━━━━━ EXTRAIT À LIRE

SAGESSE, PRINCIPE EXISTENTIEL… D’ACTUALITE

Le philosophe recherche la sagesse, le psychologue étudie l’âme.

On en déduit facilement qu’ils vont tous deux dans le même sens de l’oracle grec connu « Connais-toi toi-même » (Socrate).

Mais rappelons qu’à l’origine, la philosophie correspondait à toute curiosité, tout effort de l’esprit, pour obtenir des « connaissances nouvelles » !

Le raccourci surprendra mais il y avait donc similitude avec la science elle-même !

Aujourd’hui, la psychologie quant à elle, correspond à la connaissance empirique ou intuitive des sentiments, des idées, des comportements d’une personne (ou d’un groupe).

Avec le développement des sciences positives, la science et la philosophie n’avaient cessé de s’éloigner l’une de l’autre…

Aujourd’hui, il y a un sens de réconciliation entre ces disciplines, et ceci est lié au développement personnel et à la pensée positive, domaines que l’on dira « en vogue » depuis une vingtaine d’années.

Dire que la quête de la sagesse passe par un travail intérieur est énoncer un truisme ou une banalité (la sagesse est évidemment le fait de rechercher du sens et de la vérité).

L’engouement renouvelé ou même nouveau, selon certains, pour la philosophie, la psychologie, et le bouddhisme par exemple, est lié au déclin inverse de la religion, de la politique en tant qu’idéologie, et de l’économique en tant qu’idéologie… .

(Toutes les doctrines sont en chute ou en tous cas, en berne, telles que le libéralisme, le socialisme, le communisme, l’anarchisme, etc., et d’autre part, certains problèmes majeurs nouveaux sont apparus, tels que la dégradation de l’environnement par la société matérialiste, ce qui est une certitude aux grandes conséquences)

Il convient ici d’ajouter deux réflexions introductives.

La première, c’est que certains vont avec certitude, poser la question de l’utilité de la philosophie.
Ça ne sert à rien !

Un grand nombre d’humains se situent en effet et à titre exemplatif, au stade « primaire » de subsistance (et beaucoup peuvent vivre évidemment comme cela). C’est un peu comme la reconnaissance de l’utilité ou de l’inutilité du cinéma, de la littérature, de la musique…, soit des arts qui restent en quelque sorte, étrangers à bien des humains, et ceci pourrait interloquer !

Celui qui est dans la survie (au niveau subsistance) ne pense pas à cela.

En fait, pour l’essentiel car il peut y avoir des nuances, la philosophie sert à la « vie » et non à la survie.

La seconde, c’est qu’on souligne ici (trop rapidement certes) la différence entre le religieux et le philosophe.Le philosophe doute et débat. La foi quant à elle est extérieure au raisonnement, à moins qu’elle ne soit la conclusion d’un raisonnement … !

━━━━━━━━━━

# CONSIGNE 1
Relevez les doctrines que l'extrait présente comme étant en chute ou en berne.
Le texte et les enregistrements n'ont aucun lien entre eux.

━━━━━ DONNÉES FOURNIES

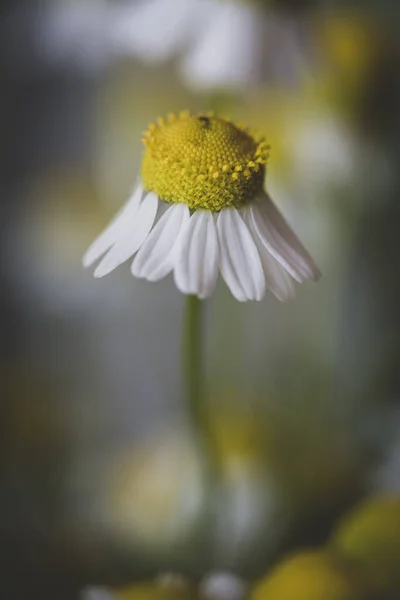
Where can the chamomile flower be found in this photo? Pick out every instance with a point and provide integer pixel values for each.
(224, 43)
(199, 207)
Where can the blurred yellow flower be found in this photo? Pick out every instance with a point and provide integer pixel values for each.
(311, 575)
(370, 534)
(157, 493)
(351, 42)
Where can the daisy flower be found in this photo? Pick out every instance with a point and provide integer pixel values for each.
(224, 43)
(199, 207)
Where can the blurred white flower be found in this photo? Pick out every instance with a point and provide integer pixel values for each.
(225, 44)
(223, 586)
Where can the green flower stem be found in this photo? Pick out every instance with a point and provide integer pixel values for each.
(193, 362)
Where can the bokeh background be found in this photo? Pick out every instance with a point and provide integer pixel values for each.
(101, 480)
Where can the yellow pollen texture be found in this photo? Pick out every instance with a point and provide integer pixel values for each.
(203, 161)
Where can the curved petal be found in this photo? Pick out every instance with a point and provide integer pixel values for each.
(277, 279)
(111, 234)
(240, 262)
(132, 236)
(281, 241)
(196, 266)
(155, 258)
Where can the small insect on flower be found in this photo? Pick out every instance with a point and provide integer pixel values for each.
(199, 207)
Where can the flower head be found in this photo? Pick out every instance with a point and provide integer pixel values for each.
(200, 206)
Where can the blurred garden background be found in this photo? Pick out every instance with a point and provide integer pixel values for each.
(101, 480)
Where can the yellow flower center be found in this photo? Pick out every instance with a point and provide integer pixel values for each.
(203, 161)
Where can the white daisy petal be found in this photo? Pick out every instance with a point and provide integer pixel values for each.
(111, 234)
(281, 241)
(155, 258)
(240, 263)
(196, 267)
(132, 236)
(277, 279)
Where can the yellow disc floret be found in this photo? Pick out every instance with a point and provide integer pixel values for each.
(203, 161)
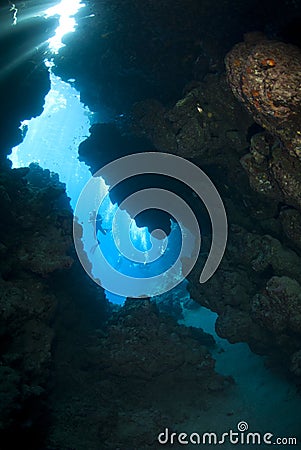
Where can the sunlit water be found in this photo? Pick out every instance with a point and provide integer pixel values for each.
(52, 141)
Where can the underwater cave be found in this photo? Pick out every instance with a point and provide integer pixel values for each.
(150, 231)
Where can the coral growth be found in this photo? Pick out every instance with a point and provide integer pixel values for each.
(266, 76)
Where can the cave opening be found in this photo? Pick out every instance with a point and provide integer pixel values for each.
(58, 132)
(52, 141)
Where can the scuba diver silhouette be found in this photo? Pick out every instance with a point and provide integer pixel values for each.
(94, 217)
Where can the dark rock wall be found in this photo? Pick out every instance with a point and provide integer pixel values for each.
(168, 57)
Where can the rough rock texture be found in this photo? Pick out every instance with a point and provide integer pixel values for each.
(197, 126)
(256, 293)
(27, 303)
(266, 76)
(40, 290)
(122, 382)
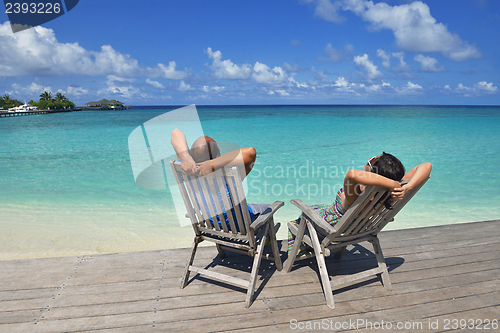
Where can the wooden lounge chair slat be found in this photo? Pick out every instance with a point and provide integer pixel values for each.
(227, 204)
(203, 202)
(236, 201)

━━━━━━━━━━
━━━━━ DONNÉES FOURNIES

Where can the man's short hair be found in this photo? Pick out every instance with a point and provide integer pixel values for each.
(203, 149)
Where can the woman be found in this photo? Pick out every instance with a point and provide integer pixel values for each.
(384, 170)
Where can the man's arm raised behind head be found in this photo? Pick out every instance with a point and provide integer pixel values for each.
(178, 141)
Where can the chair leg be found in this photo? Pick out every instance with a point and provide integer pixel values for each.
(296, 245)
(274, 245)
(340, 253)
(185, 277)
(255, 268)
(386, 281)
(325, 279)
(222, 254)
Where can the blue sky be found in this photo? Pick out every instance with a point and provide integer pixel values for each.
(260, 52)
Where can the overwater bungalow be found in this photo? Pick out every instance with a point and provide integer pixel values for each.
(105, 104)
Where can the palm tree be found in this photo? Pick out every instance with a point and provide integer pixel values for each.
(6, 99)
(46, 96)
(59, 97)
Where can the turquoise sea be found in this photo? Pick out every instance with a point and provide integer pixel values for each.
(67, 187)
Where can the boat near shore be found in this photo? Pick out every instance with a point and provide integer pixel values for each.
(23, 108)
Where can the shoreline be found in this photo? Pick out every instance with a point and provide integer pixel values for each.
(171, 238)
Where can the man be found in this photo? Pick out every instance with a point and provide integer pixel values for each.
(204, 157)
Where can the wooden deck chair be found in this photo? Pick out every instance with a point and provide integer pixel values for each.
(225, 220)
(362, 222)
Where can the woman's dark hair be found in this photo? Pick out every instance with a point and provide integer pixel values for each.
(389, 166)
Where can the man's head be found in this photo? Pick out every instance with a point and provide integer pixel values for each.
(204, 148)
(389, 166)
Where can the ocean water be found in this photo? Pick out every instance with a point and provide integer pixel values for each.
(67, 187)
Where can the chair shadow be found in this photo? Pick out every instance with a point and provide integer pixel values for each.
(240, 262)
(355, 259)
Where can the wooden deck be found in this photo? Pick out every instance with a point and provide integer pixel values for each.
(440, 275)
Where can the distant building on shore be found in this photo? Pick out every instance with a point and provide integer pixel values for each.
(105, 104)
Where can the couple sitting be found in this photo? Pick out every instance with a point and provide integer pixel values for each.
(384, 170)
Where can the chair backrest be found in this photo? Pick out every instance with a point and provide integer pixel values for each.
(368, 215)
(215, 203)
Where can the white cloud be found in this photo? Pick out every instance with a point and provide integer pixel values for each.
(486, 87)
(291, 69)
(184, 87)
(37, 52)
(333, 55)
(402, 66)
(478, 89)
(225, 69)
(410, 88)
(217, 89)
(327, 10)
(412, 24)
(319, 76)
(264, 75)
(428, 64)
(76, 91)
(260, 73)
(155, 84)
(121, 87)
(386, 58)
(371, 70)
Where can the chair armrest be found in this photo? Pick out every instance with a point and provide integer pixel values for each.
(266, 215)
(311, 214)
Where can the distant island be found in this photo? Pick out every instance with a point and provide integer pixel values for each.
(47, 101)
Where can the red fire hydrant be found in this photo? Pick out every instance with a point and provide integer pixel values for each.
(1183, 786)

━━━━━━━━━━

# CONSIGNE 2
Dans les enregistrements, substituez « mailbox » à « fire hydrant » entre la ligne contenant « Where can the red » et celle contenant « (1183, 786) », toutes deux incluses. Réécrivez seulement ces lignes.

# RÉPONSE 1
le libéralisme, le socialisme, le communisme, l'anarchisme

# RÉPONSE 2
Where can the red mailbox be found in this photo? Pick out every instance with a point and provide integer pixel values for each.
(1183, 786)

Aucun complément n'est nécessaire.